• **How to complete this task**: In the records below, find every line that contains "stainless" and list it.

▬▬▬▬▬▬▬▬▬▬

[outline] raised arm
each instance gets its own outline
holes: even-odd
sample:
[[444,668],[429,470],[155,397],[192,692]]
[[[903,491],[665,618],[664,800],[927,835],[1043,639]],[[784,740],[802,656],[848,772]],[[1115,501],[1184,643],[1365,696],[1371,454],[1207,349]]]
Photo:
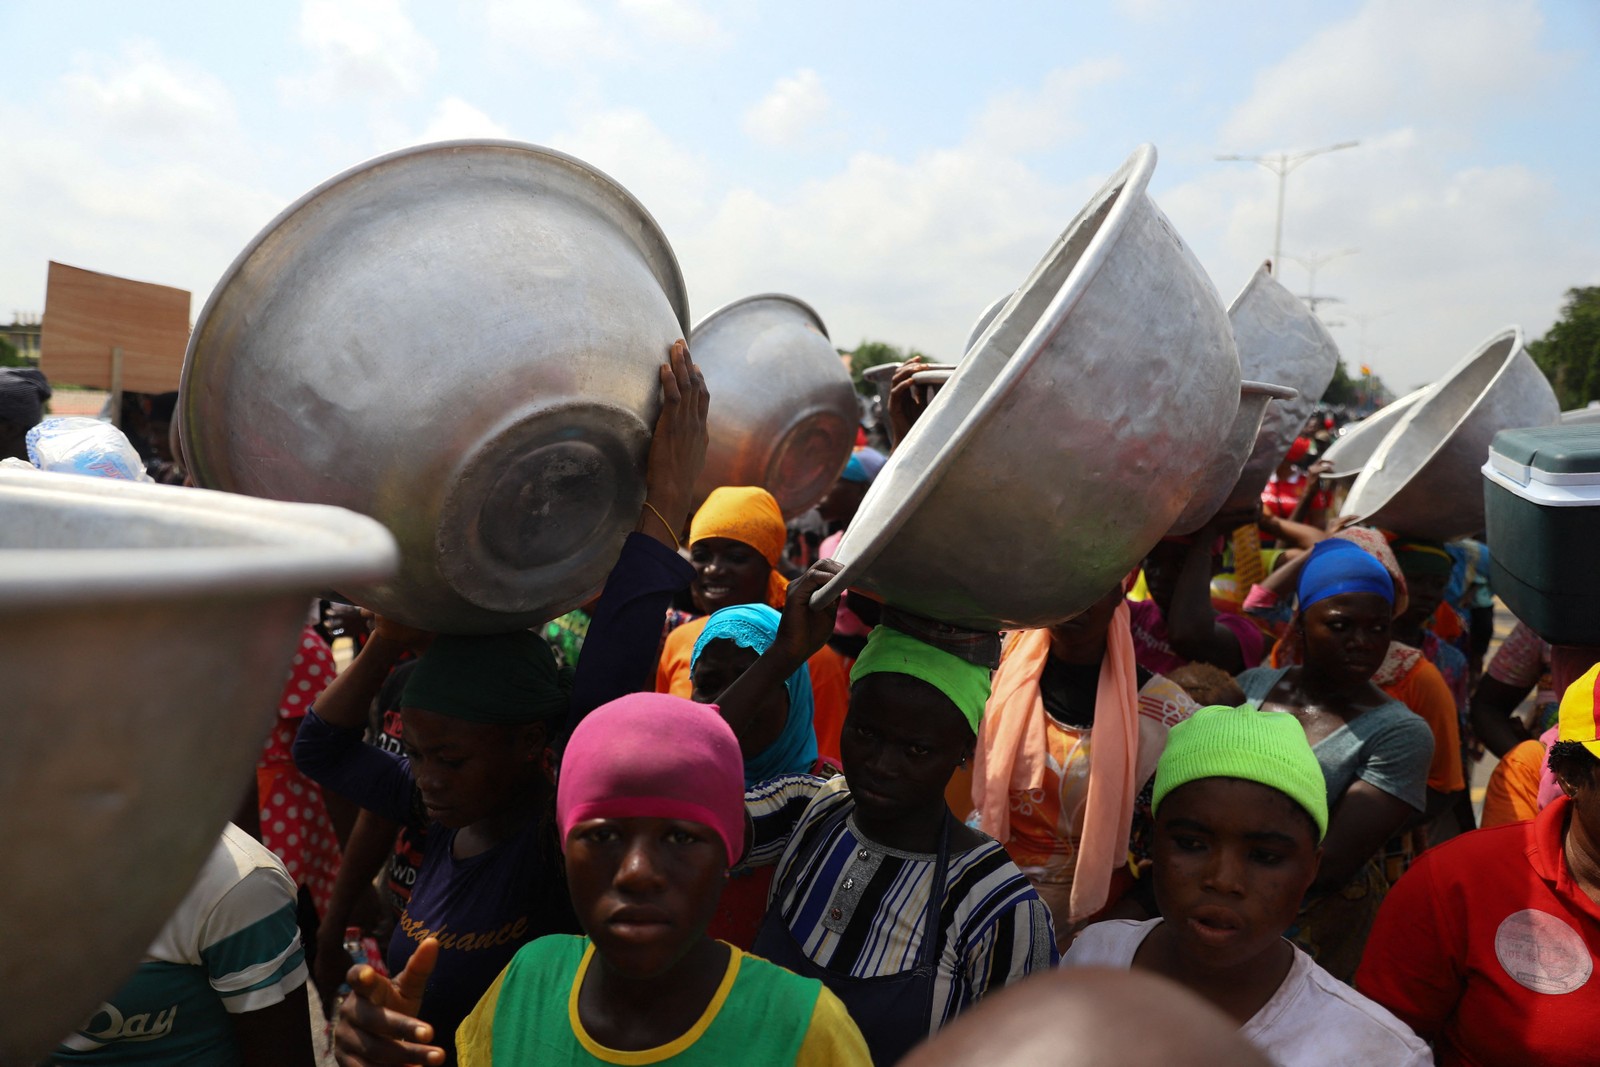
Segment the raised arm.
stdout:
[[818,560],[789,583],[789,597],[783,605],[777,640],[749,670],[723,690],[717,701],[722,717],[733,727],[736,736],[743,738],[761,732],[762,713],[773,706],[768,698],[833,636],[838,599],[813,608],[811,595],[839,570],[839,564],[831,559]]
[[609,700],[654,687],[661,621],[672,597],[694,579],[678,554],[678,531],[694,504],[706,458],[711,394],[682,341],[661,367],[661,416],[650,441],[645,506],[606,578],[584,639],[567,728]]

▬▬▬▬▬▬▬▬▬▬

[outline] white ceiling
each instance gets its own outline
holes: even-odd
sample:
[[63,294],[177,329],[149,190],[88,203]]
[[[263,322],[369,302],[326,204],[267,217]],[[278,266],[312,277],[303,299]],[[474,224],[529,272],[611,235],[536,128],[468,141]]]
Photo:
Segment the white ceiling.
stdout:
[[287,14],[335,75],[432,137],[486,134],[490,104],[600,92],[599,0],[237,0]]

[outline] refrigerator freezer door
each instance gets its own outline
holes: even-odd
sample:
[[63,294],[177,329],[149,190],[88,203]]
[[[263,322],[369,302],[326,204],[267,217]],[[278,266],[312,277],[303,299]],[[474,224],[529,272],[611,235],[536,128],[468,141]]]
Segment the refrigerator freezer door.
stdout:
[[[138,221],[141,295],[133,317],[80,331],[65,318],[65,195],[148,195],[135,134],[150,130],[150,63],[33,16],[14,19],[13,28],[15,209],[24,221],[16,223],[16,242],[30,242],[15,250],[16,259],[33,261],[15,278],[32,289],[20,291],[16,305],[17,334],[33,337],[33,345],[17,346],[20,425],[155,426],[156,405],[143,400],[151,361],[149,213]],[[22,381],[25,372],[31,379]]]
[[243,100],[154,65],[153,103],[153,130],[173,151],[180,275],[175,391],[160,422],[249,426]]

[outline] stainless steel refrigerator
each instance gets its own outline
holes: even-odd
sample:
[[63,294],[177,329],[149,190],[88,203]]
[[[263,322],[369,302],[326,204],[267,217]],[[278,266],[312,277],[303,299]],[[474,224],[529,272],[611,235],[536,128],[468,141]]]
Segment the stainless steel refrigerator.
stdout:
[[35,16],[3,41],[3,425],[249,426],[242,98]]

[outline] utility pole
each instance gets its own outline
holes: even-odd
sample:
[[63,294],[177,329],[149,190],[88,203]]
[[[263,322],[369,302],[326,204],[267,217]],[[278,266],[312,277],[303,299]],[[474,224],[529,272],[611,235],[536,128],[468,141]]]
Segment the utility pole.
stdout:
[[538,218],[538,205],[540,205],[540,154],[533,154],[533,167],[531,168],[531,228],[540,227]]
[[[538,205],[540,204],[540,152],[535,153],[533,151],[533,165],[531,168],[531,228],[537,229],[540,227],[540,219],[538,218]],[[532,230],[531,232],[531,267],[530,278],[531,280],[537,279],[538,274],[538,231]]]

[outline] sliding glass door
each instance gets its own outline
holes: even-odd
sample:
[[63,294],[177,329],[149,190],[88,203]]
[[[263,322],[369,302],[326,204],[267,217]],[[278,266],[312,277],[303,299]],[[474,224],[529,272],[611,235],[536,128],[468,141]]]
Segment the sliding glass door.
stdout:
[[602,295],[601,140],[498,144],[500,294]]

▬▬▬▬▬▬▬▬▬▬

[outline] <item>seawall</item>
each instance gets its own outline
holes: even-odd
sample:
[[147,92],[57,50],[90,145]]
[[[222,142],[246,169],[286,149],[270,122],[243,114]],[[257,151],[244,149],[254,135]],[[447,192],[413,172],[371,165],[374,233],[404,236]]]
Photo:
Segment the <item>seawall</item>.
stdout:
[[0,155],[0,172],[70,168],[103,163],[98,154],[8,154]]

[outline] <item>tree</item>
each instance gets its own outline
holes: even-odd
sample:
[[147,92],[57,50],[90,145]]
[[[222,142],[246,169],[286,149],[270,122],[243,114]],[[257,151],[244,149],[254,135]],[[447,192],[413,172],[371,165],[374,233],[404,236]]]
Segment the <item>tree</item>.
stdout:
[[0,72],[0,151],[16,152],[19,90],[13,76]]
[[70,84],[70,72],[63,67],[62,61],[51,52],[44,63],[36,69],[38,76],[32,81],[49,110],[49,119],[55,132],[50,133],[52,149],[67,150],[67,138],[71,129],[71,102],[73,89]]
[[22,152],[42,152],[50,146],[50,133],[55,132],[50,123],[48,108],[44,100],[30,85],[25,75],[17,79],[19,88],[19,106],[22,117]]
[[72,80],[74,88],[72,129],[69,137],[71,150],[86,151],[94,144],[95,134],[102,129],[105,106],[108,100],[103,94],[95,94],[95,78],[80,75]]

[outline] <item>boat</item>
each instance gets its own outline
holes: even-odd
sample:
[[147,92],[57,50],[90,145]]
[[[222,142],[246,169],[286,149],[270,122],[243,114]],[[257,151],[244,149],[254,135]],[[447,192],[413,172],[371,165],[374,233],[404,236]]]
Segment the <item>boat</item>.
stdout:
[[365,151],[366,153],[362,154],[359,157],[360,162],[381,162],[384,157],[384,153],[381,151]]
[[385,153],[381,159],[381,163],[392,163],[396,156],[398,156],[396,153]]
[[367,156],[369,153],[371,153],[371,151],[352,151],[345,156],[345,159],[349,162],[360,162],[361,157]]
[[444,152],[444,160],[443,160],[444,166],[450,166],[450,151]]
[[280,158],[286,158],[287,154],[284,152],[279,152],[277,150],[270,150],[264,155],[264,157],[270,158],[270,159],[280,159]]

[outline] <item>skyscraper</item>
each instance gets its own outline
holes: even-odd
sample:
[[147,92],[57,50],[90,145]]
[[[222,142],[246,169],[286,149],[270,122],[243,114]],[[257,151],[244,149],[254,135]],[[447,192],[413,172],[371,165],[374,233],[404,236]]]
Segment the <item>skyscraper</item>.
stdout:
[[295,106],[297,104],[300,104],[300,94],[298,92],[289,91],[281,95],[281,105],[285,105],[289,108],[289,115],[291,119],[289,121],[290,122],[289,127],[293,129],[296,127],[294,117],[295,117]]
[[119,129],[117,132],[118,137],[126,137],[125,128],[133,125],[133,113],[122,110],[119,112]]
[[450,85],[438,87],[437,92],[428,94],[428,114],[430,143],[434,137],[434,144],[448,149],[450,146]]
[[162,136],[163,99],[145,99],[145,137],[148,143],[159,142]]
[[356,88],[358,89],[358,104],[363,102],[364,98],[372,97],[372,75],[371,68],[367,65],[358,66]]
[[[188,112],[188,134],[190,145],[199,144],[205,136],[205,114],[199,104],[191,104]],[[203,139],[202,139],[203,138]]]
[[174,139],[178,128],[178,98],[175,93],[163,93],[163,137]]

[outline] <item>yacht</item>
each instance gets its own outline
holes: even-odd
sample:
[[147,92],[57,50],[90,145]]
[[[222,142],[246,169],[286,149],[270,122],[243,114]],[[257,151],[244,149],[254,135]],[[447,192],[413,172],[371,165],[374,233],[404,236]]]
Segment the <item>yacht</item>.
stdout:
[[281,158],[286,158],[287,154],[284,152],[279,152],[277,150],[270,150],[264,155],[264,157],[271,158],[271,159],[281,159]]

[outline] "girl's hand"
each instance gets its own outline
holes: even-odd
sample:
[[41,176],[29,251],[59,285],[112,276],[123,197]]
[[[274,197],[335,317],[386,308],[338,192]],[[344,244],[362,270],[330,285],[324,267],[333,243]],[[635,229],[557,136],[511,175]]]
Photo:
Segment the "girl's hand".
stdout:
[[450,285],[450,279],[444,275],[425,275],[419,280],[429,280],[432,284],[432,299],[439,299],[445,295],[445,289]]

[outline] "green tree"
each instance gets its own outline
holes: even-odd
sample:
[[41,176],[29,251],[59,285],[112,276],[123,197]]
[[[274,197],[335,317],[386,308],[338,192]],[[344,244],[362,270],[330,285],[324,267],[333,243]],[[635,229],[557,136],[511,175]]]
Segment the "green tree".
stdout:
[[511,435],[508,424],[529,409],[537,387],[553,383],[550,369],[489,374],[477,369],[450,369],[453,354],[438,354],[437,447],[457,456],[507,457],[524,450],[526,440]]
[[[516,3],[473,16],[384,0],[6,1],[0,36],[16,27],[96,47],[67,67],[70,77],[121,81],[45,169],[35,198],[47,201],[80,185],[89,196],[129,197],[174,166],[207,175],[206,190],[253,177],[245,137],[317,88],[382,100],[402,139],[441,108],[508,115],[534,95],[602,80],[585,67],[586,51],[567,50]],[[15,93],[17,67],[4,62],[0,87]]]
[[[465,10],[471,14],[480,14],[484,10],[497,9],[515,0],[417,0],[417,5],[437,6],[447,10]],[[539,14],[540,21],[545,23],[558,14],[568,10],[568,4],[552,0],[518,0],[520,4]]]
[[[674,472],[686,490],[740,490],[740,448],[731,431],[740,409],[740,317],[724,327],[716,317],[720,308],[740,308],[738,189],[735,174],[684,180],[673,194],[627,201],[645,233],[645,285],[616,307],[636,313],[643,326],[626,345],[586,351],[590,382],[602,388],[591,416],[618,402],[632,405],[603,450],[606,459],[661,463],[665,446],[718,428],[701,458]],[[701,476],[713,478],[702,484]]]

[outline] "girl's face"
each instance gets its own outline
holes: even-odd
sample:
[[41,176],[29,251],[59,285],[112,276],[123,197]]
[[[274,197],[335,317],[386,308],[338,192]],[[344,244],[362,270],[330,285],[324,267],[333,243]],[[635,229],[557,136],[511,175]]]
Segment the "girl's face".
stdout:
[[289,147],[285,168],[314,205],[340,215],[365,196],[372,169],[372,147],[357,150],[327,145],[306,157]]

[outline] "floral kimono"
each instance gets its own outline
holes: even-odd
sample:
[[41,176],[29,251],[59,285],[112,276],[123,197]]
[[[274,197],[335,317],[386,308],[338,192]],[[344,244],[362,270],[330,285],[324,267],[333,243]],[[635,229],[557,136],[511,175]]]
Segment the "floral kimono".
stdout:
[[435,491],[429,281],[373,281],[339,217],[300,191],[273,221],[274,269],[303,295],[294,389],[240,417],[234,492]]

▬▬▬▬▬▬▬▬▬▬

• **Completed exercise**:
[outline] stainless steel refrigerator
Segment the stainless steel refrigerator.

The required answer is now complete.